| DOCUMENT SEGMENT |
# # # #

Our family just went on a vacation to Alaska. (Well, 7 of the 8 of us did. The 4-month-old granddaughter stayed back with her other Grandma.) The trip could be summarized in two ways.

I think I will just sit here and wait. If you have been out to eat at a sit-down restaurant lately, you will understand what I mean.

Maybe you can charge me the same price but give me less service. If you have stayed overnight at a hotel, you will understand what I mean. You get to make your own bed and reuse the same towel every day. Two pleasures of home life the hospitality industry has made part of today’s travel experience. Clearly, I can live with this system, but they might consider cutting rates if they are cutting services.  (Please don’t send any comments about supply and demand. I took economics in college and understand the price of an item is based on those factors, not just cost to produce).

The sightseeing was excellent. The weather was horrible. But the number one life lesson I learned was about credibility.

# # # #

| PROBLEM TO SOLVE |
Copy out the stretch of the Alaska vacation text from "Our family just" through "cost to produce).", swapping "hotel" for "motel".

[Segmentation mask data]

# # # #

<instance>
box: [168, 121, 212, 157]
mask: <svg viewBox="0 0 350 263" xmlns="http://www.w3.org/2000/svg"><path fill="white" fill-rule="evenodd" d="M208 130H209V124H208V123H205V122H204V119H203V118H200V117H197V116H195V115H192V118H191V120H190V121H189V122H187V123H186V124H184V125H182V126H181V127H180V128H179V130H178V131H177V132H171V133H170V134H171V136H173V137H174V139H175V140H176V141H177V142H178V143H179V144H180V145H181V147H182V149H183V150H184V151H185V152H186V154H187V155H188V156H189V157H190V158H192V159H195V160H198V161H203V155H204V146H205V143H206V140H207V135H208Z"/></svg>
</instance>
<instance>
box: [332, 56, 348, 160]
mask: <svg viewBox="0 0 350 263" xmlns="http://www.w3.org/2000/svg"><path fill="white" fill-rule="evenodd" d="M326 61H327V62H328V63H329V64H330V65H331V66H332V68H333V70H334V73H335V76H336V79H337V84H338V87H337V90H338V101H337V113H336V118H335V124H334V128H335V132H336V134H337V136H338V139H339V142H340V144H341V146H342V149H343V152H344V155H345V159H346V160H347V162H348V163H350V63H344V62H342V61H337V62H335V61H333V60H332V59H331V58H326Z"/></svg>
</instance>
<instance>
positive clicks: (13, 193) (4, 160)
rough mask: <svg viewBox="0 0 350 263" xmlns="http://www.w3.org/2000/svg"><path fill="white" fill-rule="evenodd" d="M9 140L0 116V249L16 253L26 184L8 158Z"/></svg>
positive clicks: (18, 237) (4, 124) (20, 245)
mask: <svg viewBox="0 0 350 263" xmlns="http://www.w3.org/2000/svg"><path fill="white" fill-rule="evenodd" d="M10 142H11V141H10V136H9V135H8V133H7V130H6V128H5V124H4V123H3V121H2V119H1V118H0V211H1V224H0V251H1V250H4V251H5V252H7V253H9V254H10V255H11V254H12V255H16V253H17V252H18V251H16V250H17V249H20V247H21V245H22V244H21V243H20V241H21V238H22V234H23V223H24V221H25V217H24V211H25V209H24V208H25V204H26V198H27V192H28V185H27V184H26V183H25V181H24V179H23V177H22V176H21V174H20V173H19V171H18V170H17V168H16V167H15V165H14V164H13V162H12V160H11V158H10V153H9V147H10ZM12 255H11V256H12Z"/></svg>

# # # #

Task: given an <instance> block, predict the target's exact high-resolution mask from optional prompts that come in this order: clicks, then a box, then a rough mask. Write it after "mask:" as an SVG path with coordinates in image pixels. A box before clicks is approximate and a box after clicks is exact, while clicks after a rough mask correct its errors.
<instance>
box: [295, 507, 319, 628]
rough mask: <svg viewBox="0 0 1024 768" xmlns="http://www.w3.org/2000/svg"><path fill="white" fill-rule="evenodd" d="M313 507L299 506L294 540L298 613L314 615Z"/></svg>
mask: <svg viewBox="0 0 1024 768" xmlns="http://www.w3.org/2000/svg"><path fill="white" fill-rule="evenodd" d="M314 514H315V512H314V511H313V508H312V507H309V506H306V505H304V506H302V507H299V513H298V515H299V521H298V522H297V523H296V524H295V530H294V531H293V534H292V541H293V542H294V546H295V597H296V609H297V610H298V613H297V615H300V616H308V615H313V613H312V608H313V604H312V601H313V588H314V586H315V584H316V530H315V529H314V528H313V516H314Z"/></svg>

# # # #

| ANSWER AREA |
Our family just went on a vacation to Alaska. (Well, 7 of the 8 of us did. The 4-month-old granddaughter stayed back with her other Grandma.) The trip could be summarized in two ways.

I think I will just sit here and wait. If you have been out to eat at a sit-down restaurant lately, you will understand what I mean.

Maybe you can charge me the same price but give me less service. If you have stayed overnight at a motel, you will understand what I mean. You get to make your own bed and reuse the same towel every day. Two pleasures of home life the hospitality industry has made part of today’s travel experience. Clearly, I can live with this system, but they might consider cutting rates if they are cutting services.  (Please don’t send any comments about supply and demand. I took economics in college and understand the price of an item is based on those factors, not just cost to produce).